▸ **What this task involves**
Which lines of the listing below contain the word "above"? Pull out each one and copy it as it stands.

-- START OF Excerpted records --

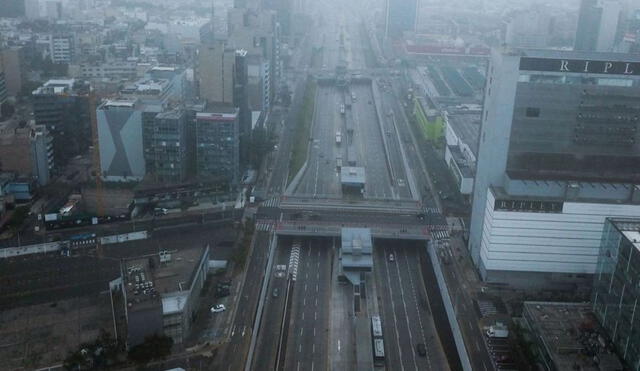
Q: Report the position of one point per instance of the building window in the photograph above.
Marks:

-- END OF Excerpted records --
-- START OF Excerpted records --

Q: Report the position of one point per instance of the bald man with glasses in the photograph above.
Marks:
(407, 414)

-- END OF Excerpted records --
-- START OF Excerpted records --

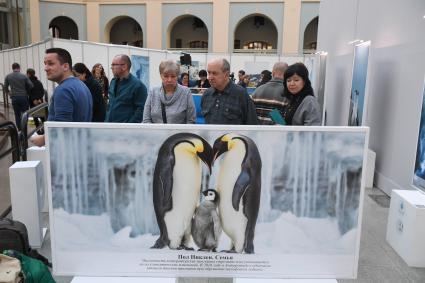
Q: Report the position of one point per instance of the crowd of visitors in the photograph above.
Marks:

-- END OF Excerpted records --

▸ **Solution to this task**
Q: Report the position of one point per instance of the building window in the photograph above.
Q: Report the position of one point per instance of the bald man with glasses in the photograph above.
Q: Report the position of one point per instance of the crowd of visitors in the photograph above.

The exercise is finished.